→ Task: Can you reproduce everything from the start of the items below down to the line containing "pixel 483 19", leaving the pictures out?

┄┄┄┄┄┄┄┄┄┄┄┄┄┄┄┄┄┄┄┄

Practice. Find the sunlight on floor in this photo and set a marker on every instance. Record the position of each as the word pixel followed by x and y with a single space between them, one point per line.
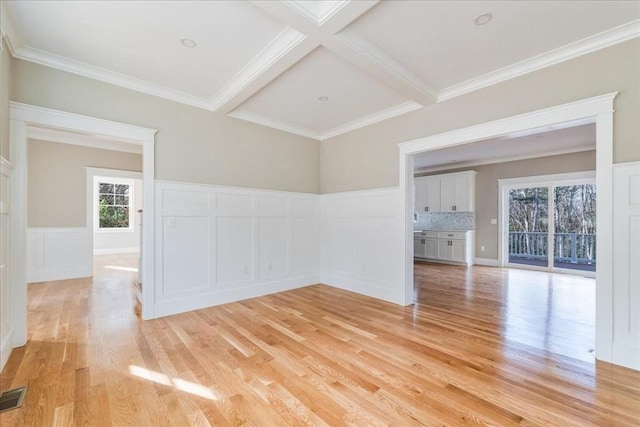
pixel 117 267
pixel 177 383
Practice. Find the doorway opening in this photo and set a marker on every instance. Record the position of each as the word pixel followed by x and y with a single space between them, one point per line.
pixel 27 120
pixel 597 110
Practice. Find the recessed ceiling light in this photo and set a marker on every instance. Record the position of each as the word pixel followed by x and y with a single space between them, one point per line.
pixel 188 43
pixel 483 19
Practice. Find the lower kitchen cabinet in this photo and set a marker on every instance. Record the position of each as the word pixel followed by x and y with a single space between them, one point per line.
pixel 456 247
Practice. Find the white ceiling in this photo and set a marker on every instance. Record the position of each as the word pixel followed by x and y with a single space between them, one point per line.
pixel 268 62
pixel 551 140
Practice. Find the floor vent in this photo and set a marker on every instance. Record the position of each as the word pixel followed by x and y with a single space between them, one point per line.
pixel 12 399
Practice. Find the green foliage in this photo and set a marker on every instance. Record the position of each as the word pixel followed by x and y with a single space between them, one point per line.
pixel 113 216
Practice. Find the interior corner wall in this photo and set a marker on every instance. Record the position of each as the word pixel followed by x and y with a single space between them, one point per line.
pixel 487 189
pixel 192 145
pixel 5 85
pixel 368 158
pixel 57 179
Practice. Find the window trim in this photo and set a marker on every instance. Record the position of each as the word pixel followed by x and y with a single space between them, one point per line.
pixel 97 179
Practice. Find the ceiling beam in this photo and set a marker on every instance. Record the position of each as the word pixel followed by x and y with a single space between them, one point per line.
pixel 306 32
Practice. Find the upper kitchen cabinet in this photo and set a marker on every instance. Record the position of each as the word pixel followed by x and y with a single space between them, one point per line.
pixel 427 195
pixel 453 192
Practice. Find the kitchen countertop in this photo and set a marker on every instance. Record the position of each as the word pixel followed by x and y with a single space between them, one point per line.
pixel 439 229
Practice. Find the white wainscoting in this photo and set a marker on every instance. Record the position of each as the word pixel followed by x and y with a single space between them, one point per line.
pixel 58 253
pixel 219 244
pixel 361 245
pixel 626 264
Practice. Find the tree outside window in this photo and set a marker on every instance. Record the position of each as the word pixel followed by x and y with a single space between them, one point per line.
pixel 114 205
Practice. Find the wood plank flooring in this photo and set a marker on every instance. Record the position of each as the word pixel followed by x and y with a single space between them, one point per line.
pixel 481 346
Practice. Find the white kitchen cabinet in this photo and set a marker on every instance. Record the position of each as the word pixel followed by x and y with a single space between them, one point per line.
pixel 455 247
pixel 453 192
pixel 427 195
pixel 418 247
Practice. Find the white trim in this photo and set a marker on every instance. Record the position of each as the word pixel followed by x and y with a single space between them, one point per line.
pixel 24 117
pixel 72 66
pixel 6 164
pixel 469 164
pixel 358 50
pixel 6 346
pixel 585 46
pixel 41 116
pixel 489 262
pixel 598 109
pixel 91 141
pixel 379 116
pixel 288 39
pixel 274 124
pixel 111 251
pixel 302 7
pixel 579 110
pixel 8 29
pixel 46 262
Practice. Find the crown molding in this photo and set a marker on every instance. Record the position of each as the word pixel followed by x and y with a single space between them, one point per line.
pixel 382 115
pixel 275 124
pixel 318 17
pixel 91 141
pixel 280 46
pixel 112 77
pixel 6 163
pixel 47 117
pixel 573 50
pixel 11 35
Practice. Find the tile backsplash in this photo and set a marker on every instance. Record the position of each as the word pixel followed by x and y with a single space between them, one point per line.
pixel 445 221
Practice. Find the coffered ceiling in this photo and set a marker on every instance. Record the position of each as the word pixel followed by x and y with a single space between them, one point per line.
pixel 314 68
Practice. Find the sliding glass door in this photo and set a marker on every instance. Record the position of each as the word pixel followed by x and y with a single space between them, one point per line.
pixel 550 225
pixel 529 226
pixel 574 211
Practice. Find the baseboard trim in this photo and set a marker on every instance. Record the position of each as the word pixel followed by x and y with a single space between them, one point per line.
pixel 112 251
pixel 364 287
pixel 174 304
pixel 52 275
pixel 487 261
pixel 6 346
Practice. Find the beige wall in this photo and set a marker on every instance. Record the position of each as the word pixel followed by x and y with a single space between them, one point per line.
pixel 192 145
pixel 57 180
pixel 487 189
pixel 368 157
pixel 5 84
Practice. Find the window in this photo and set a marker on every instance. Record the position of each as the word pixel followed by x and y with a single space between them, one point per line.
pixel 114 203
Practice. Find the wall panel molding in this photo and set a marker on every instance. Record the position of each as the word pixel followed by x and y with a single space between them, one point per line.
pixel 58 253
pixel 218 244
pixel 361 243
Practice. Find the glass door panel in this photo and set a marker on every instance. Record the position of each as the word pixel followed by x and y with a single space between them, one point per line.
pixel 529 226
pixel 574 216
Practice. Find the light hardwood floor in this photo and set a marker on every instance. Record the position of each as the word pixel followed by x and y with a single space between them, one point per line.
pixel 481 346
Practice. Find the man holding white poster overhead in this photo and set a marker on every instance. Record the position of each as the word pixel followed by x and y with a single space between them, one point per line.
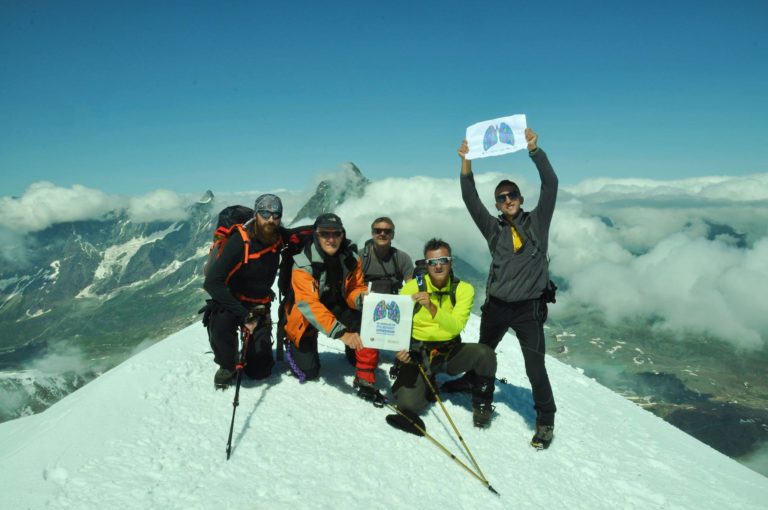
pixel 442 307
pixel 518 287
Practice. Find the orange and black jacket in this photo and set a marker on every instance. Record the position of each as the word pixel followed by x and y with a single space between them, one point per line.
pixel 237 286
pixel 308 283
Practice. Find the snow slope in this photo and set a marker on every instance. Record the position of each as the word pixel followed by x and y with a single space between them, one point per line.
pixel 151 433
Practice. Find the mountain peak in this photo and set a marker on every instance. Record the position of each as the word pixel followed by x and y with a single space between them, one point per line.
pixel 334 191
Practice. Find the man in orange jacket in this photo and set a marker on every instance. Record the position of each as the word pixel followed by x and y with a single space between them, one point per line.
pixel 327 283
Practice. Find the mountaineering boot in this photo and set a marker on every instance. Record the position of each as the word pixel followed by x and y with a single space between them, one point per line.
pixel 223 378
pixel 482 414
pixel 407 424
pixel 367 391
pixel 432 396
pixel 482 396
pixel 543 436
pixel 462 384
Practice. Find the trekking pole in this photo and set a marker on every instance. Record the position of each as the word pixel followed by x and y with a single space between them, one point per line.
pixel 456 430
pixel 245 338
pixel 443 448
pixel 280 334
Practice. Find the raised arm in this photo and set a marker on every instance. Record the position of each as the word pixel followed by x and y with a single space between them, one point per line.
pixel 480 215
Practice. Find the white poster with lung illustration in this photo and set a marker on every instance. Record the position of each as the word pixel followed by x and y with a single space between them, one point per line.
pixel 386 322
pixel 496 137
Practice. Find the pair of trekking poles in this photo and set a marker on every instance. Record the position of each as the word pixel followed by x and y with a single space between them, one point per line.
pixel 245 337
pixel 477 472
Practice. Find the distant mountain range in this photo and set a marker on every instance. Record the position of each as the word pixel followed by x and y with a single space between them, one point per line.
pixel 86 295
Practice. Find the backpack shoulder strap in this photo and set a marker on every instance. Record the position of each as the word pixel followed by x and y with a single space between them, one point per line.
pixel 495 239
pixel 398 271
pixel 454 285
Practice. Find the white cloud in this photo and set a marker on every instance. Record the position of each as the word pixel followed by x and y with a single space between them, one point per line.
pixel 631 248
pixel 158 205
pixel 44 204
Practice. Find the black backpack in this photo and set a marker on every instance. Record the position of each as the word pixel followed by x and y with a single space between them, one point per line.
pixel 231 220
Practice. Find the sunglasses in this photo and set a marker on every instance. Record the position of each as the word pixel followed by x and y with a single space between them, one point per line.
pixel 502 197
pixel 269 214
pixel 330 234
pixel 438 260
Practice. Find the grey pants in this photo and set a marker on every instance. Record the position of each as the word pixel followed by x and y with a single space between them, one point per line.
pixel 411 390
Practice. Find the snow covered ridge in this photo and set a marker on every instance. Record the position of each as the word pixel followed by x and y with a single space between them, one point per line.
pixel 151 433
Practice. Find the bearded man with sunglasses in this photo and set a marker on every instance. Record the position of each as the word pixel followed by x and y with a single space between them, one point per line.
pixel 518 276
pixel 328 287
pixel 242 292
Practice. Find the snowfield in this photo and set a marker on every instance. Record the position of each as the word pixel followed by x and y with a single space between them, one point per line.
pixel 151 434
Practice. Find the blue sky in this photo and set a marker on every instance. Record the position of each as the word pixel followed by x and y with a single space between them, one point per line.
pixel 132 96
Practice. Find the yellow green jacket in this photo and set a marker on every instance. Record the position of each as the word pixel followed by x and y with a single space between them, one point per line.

┄┄┄┄┄┄┄┄┄┄┄┄┄┄┄┄┄┄┄┄

→ Task solution:
Practice. Find the sunlight on floor in this photo and set a marker on every instance. Record the position of each as the word pixel followed by x and y with a single space between them, one point per line.
pixel 117 267
pixel 177 383
Practice. Find the doorway opening in this photo and set a marker on every instance. Record the position of each as the word pixel followed by x and y with a single space between them, one point per line.
pixel 27 120
pixel 597 110
Practice. Find the recessed ceiling light in this photo and set a marker on every instance. Record the position of each as the word pixel followed by x and y with a single space between them, one point per line.
pixel 188 43
pixel 483 19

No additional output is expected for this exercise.